» **TASK DIRECTIONS**
Your answer should hold only the line containing "the brick step" and each line that follows it in the listing, copied exactly.

» **RECORDS SUPPLIED**
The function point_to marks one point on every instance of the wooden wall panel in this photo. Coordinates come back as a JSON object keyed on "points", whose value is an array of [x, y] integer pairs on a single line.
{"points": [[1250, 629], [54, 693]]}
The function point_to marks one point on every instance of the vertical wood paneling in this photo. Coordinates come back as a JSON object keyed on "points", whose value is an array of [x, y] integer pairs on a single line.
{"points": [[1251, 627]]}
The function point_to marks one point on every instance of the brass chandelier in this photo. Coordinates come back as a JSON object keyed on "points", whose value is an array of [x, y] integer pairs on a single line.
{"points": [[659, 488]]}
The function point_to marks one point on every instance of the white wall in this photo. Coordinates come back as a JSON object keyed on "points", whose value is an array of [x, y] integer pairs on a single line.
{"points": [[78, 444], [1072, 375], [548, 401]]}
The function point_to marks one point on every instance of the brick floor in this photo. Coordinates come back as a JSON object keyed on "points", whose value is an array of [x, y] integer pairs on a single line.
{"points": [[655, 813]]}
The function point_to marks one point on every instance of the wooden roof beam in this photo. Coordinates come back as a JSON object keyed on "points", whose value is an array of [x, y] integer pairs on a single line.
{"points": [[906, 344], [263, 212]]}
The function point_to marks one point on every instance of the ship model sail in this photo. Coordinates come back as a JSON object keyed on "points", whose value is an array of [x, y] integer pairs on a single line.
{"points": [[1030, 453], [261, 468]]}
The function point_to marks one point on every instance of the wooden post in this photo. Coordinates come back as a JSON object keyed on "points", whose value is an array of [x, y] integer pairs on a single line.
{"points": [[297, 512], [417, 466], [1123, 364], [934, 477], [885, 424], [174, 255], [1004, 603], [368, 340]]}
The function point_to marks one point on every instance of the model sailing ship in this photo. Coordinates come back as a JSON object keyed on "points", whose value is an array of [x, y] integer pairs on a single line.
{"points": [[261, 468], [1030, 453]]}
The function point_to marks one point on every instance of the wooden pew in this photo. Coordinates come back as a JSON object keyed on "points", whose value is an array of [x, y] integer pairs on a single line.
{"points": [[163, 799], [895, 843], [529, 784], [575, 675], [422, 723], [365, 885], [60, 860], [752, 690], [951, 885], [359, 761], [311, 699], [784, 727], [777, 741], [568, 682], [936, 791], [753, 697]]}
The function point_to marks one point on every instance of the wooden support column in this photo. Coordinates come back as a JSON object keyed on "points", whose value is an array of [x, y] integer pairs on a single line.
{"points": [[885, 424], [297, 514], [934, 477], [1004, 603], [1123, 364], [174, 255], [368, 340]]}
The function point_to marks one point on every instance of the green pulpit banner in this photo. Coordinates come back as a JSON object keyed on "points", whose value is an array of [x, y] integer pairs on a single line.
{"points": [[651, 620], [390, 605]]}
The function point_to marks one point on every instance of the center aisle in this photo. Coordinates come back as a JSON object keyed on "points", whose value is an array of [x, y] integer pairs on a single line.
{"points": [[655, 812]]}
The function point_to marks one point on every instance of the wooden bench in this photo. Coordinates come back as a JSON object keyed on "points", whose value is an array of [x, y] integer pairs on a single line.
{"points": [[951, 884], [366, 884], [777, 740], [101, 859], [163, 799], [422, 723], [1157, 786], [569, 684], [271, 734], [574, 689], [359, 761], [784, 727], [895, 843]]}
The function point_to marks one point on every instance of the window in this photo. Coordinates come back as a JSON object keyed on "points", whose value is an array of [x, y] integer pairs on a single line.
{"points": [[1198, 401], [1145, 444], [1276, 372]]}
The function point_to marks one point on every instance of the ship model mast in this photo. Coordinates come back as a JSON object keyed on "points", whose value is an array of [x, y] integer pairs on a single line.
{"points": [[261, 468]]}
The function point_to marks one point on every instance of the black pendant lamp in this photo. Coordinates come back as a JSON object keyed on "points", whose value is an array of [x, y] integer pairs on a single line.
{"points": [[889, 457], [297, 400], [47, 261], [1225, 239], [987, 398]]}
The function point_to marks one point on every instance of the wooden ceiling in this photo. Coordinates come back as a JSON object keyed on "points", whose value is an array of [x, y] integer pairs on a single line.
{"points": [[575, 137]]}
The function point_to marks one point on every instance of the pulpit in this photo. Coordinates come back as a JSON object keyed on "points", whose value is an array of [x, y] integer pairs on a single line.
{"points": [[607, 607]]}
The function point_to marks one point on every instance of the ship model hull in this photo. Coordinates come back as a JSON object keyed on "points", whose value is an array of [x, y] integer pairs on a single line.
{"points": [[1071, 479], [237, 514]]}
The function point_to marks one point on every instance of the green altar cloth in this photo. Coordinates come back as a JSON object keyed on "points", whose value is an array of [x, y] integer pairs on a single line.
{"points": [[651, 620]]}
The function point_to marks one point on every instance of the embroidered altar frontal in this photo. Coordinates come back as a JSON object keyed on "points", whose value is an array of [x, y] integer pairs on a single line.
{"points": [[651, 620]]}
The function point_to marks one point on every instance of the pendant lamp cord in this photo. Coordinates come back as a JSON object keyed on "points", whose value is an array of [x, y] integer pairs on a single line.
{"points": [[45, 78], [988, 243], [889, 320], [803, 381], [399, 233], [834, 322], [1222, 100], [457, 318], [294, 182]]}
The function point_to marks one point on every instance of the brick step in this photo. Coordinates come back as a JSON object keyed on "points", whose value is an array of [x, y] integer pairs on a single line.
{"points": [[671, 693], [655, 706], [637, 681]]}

» **REPLY TO THE TASK**
The function point_to marks one point on every instance of the brick step in this photo. Coordinates come back as a JSON object keyed on "points", whose value is an array of [x, y] integer pairs on a single line.
{"points": [[671, 693], [655, 706], [637, 681]]}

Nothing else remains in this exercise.